▸ **Problem details**
Tell me, please, how many lines in the records below include the word "windmill". Give no more than the number.
[[ Listed records, beginning ]]
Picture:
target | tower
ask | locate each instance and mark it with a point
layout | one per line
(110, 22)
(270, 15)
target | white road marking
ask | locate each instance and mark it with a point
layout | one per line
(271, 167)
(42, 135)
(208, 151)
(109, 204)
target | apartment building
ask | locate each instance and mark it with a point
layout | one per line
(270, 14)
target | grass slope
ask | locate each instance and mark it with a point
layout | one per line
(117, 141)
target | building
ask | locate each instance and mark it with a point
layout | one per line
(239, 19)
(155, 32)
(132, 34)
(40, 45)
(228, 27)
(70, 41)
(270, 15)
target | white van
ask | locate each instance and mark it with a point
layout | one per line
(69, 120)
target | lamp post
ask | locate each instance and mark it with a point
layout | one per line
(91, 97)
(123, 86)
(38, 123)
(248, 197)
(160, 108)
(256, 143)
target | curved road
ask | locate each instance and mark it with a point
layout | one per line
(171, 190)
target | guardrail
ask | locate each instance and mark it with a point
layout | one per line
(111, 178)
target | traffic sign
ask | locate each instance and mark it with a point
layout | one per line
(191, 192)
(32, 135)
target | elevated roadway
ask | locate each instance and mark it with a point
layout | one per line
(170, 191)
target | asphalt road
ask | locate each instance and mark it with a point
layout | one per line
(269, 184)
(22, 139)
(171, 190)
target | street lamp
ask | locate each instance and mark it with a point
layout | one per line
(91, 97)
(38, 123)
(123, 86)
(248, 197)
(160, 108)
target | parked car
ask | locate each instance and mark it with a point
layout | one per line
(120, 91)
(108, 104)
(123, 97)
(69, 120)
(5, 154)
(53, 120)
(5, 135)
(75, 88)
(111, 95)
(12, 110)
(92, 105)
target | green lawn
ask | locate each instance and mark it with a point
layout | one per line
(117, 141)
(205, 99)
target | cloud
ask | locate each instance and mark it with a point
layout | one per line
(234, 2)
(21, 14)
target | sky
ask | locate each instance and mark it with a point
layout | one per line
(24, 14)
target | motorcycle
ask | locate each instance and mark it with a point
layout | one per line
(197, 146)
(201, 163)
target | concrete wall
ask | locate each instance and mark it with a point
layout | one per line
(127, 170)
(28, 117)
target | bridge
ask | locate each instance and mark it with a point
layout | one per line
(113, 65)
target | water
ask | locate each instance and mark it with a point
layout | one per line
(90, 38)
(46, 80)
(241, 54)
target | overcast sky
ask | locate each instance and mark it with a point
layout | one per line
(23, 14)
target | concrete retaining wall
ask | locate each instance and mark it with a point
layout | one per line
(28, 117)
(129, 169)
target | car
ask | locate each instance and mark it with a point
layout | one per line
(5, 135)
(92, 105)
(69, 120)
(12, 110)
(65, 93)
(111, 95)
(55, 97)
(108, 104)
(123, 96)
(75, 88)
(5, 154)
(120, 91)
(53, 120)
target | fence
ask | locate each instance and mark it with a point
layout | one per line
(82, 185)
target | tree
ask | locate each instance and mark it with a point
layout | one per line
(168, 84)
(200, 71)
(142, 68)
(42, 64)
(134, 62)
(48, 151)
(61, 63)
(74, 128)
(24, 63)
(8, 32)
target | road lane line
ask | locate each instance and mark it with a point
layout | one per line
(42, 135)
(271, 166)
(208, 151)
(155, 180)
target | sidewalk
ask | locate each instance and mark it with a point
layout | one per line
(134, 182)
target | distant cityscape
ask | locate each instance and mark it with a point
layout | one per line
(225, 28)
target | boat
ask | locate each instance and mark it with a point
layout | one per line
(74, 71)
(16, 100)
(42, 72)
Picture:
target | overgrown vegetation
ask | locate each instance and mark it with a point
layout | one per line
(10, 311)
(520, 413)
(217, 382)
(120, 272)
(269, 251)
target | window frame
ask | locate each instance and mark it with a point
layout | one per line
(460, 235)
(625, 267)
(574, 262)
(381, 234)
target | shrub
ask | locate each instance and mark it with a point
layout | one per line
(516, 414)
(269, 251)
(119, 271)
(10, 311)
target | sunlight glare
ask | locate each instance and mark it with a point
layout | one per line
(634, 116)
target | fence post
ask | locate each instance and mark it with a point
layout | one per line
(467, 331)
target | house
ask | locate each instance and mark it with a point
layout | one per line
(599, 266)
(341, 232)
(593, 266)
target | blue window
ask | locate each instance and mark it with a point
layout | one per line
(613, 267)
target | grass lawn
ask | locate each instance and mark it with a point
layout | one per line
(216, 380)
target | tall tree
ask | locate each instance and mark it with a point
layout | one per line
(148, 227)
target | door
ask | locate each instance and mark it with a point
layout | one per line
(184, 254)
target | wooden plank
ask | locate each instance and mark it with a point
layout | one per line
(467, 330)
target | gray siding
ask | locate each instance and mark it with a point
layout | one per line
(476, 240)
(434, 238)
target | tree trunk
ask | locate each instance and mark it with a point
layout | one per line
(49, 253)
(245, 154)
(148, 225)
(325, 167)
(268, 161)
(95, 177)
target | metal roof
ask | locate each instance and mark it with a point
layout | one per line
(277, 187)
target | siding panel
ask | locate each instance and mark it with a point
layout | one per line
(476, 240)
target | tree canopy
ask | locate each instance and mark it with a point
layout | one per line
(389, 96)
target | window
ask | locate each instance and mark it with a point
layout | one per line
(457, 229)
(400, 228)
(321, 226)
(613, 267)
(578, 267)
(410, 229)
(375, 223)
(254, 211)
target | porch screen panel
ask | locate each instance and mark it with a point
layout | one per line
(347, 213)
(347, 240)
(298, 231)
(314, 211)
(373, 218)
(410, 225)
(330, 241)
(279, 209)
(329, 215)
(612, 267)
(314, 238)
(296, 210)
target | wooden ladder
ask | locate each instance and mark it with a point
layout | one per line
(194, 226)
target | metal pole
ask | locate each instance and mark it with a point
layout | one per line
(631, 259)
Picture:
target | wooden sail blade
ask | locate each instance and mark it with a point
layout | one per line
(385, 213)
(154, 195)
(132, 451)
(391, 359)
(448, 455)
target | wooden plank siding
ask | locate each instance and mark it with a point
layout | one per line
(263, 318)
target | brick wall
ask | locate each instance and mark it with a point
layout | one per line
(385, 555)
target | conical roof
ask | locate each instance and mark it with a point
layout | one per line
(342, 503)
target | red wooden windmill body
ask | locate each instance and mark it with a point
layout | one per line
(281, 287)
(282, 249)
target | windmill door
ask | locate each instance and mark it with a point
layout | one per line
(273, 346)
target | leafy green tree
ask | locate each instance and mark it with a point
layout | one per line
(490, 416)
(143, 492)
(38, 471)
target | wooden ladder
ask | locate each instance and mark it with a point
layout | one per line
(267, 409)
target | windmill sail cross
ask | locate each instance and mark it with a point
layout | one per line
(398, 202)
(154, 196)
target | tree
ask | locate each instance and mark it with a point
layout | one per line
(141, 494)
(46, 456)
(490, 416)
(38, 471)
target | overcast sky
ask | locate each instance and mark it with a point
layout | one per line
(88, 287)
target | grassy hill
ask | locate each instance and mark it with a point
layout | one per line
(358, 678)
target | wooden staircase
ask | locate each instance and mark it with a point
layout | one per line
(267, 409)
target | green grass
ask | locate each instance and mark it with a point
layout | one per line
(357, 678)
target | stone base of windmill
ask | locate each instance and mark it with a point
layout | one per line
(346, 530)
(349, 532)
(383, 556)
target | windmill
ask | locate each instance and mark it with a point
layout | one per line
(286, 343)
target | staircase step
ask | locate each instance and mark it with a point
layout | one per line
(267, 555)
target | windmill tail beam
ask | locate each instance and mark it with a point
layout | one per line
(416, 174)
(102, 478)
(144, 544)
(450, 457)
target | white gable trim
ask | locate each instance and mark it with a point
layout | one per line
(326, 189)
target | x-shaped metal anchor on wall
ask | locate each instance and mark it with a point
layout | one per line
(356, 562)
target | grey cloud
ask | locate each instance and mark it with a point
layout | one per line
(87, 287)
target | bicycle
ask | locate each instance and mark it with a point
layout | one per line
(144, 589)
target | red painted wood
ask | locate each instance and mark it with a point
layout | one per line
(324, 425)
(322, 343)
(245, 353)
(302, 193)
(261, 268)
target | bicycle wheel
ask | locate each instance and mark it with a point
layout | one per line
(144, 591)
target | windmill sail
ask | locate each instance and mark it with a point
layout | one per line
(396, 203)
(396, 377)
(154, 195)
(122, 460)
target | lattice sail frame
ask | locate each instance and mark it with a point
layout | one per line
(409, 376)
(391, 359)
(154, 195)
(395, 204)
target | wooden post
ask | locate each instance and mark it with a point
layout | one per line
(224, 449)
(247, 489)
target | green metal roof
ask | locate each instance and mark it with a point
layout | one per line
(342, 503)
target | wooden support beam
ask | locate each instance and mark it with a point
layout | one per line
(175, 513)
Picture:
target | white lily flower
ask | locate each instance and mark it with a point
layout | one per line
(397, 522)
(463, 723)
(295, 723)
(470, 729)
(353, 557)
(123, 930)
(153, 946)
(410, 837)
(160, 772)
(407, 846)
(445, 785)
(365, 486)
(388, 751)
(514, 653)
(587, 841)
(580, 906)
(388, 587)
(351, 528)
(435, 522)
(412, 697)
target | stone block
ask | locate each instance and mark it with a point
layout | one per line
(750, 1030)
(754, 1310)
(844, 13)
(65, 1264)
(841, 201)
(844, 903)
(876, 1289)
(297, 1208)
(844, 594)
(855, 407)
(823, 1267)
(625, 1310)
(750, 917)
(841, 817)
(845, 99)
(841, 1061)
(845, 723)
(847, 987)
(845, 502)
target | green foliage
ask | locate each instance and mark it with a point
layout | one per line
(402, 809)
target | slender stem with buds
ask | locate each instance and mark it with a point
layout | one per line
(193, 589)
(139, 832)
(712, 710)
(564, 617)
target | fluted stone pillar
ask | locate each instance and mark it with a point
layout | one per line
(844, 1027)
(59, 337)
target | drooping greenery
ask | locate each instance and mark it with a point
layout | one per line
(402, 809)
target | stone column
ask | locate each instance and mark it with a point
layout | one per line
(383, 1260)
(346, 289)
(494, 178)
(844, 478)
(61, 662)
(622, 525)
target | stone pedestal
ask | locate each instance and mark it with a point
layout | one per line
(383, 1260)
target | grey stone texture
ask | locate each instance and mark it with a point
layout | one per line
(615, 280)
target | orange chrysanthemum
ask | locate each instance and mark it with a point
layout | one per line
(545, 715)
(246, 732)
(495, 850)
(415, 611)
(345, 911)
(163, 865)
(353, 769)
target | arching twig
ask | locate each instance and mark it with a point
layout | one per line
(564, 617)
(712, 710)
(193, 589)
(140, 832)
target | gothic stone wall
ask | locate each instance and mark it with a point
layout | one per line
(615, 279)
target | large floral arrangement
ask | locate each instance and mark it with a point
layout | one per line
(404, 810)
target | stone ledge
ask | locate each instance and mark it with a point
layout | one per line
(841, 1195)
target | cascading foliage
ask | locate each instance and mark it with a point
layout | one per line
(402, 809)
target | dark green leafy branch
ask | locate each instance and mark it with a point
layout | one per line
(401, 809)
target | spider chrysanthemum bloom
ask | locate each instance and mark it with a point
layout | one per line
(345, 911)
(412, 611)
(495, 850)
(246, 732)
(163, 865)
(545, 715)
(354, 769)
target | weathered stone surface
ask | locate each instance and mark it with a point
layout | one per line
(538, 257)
[[ Listed records, end ]]
▸ **Task result**
7